Records from a data collection
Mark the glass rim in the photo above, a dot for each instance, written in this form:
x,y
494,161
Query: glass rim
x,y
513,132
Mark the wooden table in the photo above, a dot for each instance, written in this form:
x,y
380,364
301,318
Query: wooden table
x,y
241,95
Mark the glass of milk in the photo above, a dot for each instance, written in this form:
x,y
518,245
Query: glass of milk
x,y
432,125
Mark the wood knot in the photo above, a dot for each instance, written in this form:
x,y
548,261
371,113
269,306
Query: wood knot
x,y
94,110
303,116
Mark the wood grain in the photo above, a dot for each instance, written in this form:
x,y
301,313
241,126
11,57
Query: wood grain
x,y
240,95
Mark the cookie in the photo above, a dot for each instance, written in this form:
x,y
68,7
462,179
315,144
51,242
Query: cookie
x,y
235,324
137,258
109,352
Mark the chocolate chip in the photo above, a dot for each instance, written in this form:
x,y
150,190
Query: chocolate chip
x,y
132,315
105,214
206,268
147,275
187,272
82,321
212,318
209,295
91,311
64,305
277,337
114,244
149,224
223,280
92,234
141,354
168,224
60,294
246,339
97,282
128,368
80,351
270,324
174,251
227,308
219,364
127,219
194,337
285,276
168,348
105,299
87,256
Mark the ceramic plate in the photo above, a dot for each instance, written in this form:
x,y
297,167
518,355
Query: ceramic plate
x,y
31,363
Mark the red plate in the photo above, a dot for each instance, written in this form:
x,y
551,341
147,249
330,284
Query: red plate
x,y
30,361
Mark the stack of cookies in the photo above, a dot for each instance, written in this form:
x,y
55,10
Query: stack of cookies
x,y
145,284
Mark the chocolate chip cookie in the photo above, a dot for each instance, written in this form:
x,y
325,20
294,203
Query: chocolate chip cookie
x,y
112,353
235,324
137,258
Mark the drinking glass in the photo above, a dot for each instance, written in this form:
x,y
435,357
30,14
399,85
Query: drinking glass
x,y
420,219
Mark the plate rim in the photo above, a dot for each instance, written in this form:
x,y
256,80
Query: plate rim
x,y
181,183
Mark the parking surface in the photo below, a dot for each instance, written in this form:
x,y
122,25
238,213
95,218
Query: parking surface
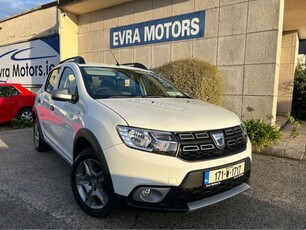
x,y
35,193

▶ [Your goal]: Copy the lines of the listing above exactly, starting with the line that contains "Mark the parking" and continuing through the end of the listing. Leave the pictures out of your copy.

▶ [Exercise output]:
Mark the parking surface in the photo below, a dot for each instance, written in this form:
x,y
122,25
238,213
95,218
Query: parking surface
x,y
35,193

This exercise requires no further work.